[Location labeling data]
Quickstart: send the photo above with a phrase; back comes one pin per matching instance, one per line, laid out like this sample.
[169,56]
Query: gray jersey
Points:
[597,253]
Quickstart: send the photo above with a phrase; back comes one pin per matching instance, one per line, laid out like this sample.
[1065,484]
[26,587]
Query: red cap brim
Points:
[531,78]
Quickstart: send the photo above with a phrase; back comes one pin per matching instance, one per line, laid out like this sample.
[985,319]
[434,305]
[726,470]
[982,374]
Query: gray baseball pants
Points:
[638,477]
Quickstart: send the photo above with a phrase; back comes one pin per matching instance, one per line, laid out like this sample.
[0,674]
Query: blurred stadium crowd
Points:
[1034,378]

## REQUIRED TASK
Could you output all of the data above again, line for line, without changing anything?

## RESPONSE FOR THIS EXERCISE
Quickstart: send the photo above with a phrase; back comes one pin per matching instance, one per line, laid out like this sample.
[169,56]
Query: gray jersey
Points:
[597,253]
Quickstart: send the photo above with a phrase; back comes one pin per matching instance, one per line, laid out like this sample.
[1065,484]
[26,587]
Query: red cap brim
Points:
[531,78]
Quickstart: send the photo above with a phrase; back comes one pin per matching instance, one per line, laid out like this sample.
[985,319]
[434,305]
[726,470]
[982,374]
Query: gray baseball pants
Points:
[638,477]
Quickstart: send the photo above with a phrase; back comes one pin per matching instance, one per line, laid out like this sample.
[0,674]
Query: blurred stadium crowd
Points:
[1034,378]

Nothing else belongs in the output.